Text:
Start of Block

Diana: Her True Story
- First edition
- Author: Andrew Morton
- Language: English
- Genre: Biography
- Publisher: Michael O'Mara Books
- Publication date: 16 June 1992
- Media type: Print
- Pages: 224
- ISBN: 9781854791917

= Diana: Her True Story (book) =

1992 authorised biography of Diana, Princess of Wales by Andrew Morton

Diana: Her True Story (later published as Diana: Her True Story – In Her Own Words) is an authorised biography of Diana, Princess of Wales, written by Andrew Morton. The book was published in the United Kingdom in hardcover format on 16 June 1992 by Michael O'Mara Books. The book was controversial as it detailed out Diana's suicidal unhappiness within her marriage and her struggles with depression. At the time of publication, Buckingham Palace denied any cooperation between the princess and Morton, but it was later revealed that Diana was the main source behind the book's content.

== Background and writing ==
In October 1986, while escorting the Princess of Wales on an official royal visit to St Thomas' Hospital where she opened a new CT scanner in James Colthurst's X-ray department, Colthurst met royal journalist Andrew Morton. Colthurst acted as a "middle-man" between Diana and Morton, who wrote the biography on the princess. In 1991, Colthurst conducted secret interviews with the Princess of Wales in which she talked about her marital issues and difficulties. He brought her questions from Morton and recorded tapes of her answers to bring back to him. Colthurst said of the experience, "She [Diana] was enormously enthusiastic to have her story out there, she knew exactly what she was doing. I'd cycle in, the recorder was in the briefcase, nothing surprising there. I'd go in and we'd normally have a few questions before lunch, we'd have lunch then we'd come out after lunch, I'd clip the microphone on and she'd finish them off." In 1992, shortly before Diana: Her True Story was published, the princess wrote to Colthurst, saying: "Obviously we are preparing for the volcano to erupt and I do feel better equipped to cope with whatever comes our way! Thank you for your belief in me and for taking the trouble to understand this mind—it's such a relief not to be on my own any more and that it's okay to be me." In 1993 the book was made into a television film of the same name, with Serena Scott Thomas as Diana.

During her lifetime, both Diana and Morton denied her direct involvement in the writing process and maintained that family and friends were the book's main source; however, after her death Morton acknowledged Diana's role in writing the tell-all in the book's updated edition, Diana: Her True Story in Her Own Words. The revelation, which came after years of denial of getting any input from Diana for the book, together with the release of her recorded conversations on tapes caused a mixed reaction in the press, with some accusing Morton of breaching confidentiality and exploiting the tragedy of her untimely death and others praising his candour.

End of Block

(Items from a dataset)
Start of Block

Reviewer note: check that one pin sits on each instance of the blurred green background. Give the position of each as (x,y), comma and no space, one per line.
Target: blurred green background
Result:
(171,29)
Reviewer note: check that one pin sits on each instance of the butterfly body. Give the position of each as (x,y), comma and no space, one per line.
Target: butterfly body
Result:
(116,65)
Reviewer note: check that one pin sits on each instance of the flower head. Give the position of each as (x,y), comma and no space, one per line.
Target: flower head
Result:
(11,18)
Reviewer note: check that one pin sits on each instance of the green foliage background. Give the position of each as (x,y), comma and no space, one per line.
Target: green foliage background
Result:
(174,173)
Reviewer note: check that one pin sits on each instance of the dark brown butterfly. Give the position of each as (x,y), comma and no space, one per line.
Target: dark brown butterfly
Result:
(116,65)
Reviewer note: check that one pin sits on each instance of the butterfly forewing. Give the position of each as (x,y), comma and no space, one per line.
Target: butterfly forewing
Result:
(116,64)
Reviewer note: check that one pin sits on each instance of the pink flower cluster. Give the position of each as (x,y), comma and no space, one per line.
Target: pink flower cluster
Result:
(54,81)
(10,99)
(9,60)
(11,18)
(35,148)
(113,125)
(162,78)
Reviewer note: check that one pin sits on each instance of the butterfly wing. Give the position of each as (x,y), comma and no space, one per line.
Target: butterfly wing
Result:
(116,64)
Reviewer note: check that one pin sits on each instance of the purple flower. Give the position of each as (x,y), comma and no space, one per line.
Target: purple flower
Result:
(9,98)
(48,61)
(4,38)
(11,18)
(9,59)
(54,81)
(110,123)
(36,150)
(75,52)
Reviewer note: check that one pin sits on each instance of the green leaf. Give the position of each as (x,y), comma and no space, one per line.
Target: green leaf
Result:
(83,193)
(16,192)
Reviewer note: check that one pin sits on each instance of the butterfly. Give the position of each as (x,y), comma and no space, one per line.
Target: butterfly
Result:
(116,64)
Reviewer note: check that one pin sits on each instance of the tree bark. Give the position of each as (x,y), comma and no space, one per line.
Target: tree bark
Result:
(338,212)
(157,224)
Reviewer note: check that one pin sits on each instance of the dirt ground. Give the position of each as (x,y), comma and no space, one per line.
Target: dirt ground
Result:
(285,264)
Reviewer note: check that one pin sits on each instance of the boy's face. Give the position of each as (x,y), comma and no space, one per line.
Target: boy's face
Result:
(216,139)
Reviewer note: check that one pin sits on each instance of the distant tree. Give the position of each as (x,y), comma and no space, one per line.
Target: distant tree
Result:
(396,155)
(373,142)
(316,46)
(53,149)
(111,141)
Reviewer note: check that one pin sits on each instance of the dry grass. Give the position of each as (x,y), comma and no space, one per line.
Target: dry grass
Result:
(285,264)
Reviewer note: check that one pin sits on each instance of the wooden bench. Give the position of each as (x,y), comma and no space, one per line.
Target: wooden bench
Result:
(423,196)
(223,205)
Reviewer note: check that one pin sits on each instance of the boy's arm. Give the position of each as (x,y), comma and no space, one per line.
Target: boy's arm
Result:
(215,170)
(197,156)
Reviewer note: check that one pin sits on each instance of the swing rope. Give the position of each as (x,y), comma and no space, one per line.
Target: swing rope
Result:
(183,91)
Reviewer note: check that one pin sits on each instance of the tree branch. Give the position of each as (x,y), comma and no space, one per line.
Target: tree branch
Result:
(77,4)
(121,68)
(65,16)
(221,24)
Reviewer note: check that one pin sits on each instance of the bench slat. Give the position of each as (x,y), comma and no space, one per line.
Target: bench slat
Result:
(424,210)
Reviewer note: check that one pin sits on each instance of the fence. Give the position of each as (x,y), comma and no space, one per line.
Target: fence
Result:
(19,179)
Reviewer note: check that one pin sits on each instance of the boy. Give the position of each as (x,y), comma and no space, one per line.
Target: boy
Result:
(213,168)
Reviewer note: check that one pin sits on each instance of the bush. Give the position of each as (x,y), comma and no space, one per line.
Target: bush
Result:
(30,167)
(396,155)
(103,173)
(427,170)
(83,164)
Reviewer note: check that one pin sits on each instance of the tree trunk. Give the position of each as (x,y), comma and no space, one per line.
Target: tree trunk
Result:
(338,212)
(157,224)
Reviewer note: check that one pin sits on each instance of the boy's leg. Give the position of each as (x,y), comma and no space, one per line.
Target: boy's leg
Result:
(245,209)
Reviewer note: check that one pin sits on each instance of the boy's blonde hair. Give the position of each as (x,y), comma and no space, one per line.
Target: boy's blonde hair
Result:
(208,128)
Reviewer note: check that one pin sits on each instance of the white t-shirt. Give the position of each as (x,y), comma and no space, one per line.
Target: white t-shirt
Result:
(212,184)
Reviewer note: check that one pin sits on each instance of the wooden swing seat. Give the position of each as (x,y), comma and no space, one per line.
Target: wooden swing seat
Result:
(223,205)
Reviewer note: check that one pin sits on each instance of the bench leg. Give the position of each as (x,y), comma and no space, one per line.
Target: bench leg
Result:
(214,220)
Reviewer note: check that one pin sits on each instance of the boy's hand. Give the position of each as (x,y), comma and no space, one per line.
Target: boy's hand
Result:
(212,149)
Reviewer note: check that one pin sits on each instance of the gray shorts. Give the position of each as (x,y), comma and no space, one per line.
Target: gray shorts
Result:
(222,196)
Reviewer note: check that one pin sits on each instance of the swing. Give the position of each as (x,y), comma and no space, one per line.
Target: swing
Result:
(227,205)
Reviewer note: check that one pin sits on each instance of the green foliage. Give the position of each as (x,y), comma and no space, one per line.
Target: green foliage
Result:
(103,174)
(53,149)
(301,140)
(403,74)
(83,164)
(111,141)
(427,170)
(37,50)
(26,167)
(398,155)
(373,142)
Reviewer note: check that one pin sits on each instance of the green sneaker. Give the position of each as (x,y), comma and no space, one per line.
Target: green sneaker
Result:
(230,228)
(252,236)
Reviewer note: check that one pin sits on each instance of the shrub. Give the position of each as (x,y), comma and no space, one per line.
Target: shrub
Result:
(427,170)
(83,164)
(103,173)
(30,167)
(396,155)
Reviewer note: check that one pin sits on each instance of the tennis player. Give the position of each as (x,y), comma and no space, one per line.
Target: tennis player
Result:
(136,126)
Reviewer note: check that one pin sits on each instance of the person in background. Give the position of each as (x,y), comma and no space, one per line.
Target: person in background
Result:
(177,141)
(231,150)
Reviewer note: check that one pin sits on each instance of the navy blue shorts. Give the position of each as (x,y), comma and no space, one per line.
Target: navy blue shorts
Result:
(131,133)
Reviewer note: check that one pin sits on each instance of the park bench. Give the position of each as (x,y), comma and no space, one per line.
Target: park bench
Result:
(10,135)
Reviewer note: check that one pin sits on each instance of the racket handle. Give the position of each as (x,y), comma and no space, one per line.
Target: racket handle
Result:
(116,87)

End of Block

Activities:
A: State whether each statement agrees with the article on Diana: Her True Story, answering yes or no and quoting the deciding words: (i) the book was first published in hardcover by Michael O'Mara Books; (ii) Buckingham Palace confirmed at the time of publication that the princess had cooperated with Morton; (iii) Serena Scott Thomas played Diana in a 1993 television film of the book.
B: According to the article on Diana: Her True Story, in what year did Colthurst conduct secret interviews with the princess?

Task-by-task solutions:
A:
(i) Yes: "The book was published in the United Kingdom in hardcover format on 16 June 1992 by Michael O'Mara Books."
(ii) No: "At the time of publication, Buckingham Palace denied any cooperation between the princess and Morton"
(iii) Yes: "In 1993 the book was made into a television film of the same name, with Serena Scott Thomas as Diana."

B: 1991